* _YOUR TASK_:
In the material below, repeat only the lines from the one that holds "Exercise. Mark the white parchment" through the final line, exactly as they stand.
___ RECORDS TO PROCESS
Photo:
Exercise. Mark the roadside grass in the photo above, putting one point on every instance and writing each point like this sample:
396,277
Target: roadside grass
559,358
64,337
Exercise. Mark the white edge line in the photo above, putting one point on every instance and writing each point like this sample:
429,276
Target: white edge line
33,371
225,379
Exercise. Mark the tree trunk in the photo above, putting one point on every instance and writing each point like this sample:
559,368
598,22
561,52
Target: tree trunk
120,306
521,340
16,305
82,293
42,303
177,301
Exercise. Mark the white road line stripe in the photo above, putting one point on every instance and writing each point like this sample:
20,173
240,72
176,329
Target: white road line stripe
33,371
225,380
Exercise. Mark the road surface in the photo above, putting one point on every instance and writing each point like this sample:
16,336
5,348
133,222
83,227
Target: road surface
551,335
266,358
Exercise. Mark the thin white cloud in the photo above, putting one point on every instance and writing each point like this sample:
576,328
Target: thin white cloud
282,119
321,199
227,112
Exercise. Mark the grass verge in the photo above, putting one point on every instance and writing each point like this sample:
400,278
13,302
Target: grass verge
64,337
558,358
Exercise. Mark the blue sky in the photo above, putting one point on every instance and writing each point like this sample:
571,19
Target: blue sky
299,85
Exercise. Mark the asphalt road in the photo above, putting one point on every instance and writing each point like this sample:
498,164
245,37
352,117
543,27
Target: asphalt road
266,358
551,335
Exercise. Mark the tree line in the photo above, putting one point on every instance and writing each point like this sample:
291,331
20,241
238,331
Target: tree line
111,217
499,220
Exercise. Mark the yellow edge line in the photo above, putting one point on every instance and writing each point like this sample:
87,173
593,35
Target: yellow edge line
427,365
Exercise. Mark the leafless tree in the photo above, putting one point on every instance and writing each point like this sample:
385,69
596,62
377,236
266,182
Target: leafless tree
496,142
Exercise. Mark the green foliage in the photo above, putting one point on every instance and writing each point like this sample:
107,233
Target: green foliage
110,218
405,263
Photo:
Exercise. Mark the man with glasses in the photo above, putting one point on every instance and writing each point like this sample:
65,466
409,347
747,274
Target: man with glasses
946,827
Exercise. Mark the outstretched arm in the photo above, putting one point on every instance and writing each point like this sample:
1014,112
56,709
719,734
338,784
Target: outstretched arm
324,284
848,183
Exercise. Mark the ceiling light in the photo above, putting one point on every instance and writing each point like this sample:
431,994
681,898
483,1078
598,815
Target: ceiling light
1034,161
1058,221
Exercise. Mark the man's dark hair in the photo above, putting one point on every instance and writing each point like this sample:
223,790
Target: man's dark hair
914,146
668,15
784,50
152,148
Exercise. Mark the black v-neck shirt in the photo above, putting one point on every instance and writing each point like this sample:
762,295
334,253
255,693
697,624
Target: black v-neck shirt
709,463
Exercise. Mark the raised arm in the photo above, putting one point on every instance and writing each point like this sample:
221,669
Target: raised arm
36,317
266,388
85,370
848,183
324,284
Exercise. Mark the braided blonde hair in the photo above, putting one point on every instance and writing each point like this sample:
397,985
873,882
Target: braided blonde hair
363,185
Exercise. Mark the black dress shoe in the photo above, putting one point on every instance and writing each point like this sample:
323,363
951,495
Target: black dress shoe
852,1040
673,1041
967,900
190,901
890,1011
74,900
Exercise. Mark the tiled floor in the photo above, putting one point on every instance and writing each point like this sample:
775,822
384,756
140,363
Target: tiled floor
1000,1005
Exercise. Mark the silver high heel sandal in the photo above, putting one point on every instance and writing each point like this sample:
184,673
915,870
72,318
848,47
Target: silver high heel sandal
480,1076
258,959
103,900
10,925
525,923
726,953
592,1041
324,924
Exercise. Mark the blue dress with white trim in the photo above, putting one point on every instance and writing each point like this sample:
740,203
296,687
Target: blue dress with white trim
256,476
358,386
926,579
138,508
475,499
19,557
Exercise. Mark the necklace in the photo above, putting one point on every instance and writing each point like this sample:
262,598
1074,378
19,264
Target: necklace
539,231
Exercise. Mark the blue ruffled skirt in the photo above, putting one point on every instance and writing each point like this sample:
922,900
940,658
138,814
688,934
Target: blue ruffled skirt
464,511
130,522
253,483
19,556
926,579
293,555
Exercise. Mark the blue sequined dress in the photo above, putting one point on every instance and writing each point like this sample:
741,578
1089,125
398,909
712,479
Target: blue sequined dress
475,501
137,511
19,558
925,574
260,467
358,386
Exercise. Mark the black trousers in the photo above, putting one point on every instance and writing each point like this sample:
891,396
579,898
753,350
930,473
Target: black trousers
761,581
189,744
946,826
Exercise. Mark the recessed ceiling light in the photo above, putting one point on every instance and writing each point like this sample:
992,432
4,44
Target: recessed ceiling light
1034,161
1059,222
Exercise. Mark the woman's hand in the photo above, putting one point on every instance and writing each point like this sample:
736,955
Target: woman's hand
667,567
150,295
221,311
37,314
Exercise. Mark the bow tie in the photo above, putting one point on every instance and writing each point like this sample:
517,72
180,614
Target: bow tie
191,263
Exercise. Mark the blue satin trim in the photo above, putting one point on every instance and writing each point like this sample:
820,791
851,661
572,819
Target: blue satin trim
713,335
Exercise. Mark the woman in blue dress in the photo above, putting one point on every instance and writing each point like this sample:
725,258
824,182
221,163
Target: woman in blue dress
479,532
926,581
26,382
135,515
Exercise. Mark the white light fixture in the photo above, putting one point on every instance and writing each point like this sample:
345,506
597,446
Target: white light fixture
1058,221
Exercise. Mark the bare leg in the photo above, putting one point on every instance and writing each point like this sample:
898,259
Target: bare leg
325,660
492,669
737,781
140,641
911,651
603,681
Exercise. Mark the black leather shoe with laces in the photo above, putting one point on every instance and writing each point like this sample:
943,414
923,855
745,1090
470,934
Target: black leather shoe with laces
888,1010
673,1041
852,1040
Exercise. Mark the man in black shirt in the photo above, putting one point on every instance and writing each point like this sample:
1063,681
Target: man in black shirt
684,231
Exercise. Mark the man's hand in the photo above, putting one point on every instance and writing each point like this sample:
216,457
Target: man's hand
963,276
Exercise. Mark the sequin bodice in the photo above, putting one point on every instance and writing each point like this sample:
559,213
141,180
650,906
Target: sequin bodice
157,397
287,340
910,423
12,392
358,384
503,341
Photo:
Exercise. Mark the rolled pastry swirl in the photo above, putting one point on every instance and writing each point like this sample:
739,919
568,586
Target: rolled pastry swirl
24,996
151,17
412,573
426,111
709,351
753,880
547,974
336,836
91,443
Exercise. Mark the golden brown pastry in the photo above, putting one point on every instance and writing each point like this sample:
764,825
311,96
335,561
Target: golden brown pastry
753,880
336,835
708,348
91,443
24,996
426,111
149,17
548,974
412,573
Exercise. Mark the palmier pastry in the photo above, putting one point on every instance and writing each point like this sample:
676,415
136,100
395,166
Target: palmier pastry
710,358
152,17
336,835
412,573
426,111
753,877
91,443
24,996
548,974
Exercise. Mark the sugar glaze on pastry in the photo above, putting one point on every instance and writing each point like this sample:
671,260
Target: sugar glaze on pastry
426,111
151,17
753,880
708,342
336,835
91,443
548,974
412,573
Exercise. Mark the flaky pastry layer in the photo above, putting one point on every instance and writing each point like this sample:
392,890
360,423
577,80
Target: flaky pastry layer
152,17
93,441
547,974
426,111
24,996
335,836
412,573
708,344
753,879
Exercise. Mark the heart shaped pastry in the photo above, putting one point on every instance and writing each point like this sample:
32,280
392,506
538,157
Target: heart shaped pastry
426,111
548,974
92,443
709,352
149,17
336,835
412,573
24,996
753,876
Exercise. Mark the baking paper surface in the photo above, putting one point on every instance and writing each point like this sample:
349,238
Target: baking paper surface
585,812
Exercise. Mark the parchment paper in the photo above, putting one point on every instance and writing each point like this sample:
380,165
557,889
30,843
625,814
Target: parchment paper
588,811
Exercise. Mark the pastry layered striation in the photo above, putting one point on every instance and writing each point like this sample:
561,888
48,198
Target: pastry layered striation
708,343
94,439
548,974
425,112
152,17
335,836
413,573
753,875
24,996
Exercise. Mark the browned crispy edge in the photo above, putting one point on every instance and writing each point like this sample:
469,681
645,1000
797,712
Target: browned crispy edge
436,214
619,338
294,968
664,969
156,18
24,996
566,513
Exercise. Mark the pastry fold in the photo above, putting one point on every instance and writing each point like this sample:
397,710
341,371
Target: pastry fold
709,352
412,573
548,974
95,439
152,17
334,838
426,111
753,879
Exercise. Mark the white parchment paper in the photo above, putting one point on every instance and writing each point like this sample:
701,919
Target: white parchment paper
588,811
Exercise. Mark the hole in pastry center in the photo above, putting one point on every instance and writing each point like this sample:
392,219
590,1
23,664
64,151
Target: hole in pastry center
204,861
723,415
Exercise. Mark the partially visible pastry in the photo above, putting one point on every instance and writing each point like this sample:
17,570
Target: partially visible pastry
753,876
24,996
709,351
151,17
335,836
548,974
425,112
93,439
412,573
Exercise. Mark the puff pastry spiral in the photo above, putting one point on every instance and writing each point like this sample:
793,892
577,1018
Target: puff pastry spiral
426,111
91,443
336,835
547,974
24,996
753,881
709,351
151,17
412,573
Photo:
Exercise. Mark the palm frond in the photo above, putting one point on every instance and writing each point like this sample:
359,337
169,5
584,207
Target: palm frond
______
* _RESULT OF THE TASK_:
Exercise. Mark the white parchment paper in the photo above, putting one point on every instance and writing each point like this sample:
701,919
Target: white parchment paper
588,811
Exercise. Mark the hole in pastry center in the photo above, putting one point on every instance and writing each point like this sample:
392,219
590,1
23,664
64,151
Target: hole in pastry center
204,861
723,415
Exercise. Mark the partially visible pastry in the photo above, putting one point on every instance and writing each point like this sample:
17,570
Target: partially visible pastry
753,876
24,996
709,351
151,17
335,836
548,974
425,112
93,439
412,573
Exercise. Mark the puff pastry spiral in the photo above, putting one point on every instance and writing each point like this sample:
793,892
577,1018
Target: puff pastry spiral
426,111
91,443
336,835
547,974
24,996
753,881
709,351
151,17
412,573
Photo:
Exercise. Mark the palm frond in the photo above, putting one point on every instance and writing each point like this sample:
359,337
169,5
584,207
Target: palm frond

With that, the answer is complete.